**Short task 1**.
Please reproduce the eBay thread exactly, starting at "Sorry to hear" and ending at "few dollar more..".

**Source passage**.
# Buying on eBay



## ColtsKurt (Jan 28, 2012)

So, I've been wanting a KW transformer for a bit and been watching eBay and bidding on several. Earlier in the week I finally won one! Paid via PayPal within hours of the sale ending. Yesterday I get an email that the seller had refunded my payment.

An email arrived a bit later from the guy saying he'd lose money on the deal… dude, its called SETTING A RESERVE!

Really irritates the bejeezus outta me.


Oh, $81 and free shipping… felt pretty good about that.


----------



## rrbill (Mar 11, 2012)

I know it's frustrating, but there are lots more KW's on eBay, with varying conditions and commensurate prices. Better luck on your next one.


----------



## bowtieman427 (Jan 8, 2014)

That is bad business. Ebay is nothing like it use to be 10-15 years ago. It is so spendy to list items, fees galore and more fees with PP. Many times I use ebay to do searches on and find the same items elsewhere on the internet with better prices. Are there any other auction sites out there anyone has tried with better luck ? What is wrong on vintage items there are NOT to many sources to find what you want. I found a place recently called live auctions with lots of train items mostly used not sure how it is never ever used it or even know how it works. Just seen listings. Found it doing a search on a MTH part number. 
Sorry to hear what happened to you


----------



## stermskyle (Dec 3, 2013)

Also i have seen people running the price up on alot of things..so much that you can buy it new for a few dollar more..


----------



## Don Trinko (Oct 23, 2012)

**Provided data**.
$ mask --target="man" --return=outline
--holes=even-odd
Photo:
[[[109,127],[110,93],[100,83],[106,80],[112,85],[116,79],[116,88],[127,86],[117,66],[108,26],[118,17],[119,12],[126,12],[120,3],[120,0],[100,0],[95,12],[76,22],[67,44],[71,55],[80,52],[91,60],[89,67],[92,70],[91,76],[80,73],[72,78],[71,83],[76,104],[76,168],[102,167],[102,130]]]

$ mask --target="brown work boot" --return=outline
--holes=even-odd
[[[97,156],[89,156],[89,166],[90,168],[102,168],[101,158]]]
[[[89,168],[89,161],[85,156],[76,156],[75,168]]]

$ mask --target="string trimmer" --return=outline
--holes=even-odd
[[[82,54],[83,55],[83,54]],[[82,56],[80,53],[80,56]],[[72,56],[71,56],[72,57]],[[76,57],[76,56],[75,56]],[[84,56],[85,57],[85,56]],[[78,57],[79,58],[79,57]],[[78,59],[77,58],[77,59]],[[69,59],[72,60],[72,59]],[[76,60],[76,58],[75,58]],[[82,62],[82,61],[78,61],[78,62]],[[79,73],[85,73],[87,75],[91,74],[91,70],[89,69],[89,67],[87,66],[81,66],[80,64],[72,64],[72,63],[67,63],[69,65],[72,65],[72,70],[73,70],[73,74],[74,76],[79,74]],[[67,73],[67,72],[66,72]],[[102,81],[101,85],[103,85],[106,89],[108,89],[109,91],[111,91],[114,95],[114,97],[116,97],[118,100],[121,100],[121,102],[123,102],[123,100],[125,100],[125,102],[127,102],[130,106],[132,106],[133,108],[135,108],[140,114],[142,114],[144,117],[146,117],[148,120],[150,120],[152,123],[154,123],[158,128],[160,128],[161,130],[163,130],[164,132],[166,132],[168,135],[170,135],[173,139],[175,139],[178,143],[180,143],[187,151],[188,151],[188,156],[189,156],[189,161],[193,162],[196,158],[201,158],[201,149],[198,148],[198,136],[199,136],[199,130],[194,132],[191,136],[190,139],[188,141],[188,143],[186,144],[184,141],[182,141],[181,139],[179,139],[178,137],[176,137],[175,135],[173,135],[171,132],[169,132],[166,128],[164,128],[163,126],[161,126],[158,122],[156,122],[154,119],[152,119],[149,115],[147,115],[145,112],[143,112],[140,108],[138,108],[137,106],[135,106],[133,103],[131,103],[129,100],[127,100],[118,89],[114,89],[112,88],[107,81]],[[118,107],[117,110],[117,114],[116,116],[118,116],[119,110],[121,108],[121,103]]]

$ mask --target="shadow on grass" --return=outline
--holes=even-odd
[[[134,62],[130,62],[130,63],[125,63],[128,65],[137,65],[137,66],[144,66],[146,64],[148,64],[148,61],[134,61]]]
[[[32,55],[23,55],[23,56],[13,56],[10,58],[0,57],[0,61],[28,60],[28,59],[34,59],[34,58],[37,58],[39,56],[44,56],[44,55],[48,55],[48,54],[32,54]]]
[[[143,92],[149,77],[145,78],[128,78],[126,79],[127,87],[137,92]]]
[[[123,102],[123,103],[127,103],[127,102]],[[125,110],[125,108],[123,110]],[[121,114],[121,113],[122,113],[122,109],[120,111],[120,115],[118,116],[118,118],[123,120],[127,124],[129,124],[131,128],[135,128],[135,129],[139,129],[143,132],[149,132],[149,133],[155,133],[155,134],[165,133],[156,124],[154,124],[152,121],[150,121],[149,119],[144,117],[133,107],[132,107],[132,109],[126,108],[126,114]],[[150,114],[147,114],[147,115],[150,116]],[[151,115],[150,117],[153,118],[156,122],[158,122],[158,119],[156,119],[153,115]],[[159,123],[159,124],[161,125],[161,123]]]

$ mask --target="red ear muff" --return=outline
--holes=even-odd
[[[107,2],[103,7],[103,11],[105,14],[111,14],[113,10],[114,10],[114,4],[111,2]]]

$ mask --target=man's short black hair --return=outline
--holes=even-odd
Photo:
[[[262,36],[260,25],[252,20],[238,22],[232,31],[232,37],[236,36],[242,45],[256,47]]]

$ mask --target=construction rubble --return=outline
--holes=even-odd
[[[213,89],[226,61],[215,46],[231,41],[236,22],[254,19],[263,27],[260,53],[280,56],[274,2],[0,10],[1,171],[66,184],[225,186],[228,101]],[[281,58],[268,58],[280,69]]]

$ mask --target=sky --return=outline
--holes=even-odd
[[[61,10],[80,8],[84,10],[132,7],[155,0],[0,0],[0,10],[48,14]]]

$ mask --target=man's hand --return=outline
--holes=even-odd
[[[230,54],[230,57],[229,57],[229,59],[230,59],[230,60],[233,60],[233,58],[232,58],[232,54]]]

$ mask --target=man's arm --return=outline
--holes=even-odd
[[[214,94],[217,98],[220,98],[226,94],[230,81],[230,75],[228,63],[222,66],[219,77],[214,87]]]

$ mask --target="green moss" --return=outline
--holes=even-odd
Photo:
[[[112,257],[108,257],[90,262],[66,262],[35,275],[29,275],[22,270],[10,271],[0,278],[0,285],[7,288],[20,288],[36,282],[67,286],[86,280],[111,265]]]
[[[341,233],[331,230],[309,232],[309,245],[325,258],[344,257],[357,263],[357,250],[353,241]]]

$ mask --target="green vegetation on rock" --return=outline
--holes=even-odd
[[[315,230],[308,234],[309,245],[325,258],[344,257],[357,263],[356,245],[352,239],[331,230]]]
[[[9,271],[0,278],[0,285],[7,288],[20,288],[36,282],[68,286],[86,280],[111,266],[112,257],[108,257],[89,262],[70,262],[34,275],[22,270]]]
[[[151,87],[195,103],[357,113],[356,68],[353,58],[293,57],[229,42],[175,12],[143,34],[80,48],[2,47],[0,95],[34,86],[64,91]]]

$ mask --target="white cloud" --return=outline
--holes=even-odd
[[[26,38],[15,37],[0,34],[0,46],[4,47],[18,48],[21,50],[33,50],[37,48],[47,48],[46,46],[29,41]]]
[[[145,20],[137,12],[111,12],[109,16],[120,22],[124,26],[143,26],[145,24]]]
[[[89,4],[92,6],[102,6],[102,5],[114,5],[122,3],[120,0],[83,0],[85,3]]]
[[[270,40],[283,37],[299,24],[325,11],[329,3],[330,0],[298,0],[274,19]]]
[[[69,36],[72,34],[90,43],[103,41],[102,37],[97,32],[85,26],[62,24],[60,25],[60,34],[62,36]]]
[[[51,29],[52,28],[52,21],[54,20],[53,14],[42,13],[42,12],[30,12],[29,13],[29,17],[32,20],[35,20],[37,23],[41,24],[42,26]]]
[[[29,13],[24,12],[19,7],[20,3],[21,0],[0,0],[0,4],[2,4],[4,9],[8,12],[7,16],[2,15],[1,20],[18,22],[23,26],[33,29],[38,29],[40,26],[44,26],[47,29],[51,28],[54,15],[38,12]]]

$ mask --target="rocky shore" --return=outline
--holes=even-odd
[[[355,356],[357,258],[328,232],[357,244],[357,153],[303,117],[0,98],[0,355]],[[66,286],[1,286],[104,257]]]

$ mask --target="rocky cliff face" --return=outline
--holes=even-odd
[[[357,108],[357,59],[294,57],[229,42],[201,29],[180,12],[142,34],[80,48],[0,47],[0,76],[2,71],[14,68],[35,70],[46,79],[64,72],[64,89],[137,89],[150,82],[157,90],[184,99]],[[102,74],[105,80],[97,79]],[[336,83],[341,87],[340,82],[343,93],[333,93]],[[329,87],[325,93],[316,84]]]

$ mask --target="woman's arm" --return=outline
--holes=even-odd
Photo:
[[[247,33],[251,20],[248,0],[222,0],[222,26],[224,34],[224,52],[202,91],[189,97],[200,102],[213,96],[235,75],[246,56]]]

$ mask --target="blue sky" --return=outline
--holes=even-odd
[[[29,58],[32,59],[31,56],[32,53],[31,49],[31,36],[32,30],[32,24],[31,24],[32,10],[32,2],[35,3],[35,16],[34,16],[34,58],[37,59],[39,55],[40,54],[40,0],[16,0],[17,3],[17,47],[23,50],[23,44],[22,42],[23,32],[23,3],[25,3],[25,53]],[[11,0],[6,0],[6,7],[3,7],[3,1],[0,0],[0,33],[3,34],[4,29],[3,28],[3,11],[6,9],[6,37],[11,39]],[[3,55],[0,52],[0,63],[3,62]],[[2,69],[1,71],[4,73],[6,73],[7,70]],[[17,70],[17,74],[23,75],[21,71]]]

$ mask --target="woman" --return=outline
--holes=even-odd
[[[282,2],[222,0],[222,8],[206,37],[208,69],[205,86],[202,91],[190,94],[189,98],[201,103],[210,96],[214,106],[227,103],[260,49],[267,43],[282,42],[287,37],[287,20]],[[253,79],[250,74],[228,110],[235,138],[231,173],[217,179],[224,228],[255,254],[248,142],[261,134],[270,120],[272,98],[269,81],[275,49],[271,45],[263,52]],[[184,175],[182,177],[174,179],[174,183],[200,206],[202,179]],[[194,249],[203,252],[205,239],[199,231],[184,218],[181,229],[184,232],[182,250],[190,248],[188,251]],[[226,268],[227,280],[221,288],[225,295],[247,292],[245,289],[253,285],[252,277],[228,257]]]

**Short task 2**.
Locate every line of the listing that contains the string "rocky", matching case, and copy each of those lines.

**Full output 1**.
Sorry to hear what happened to you


----------



## stermskyle (Dec 3, 2013)

Also i have seen people running the price up on alot of things..so much that you can buy it new for a few dollar more..

**Full output 2**.
$ mask --target="rocky shore" --return=outline
$ mask --target="rocky cliff face" --return=outline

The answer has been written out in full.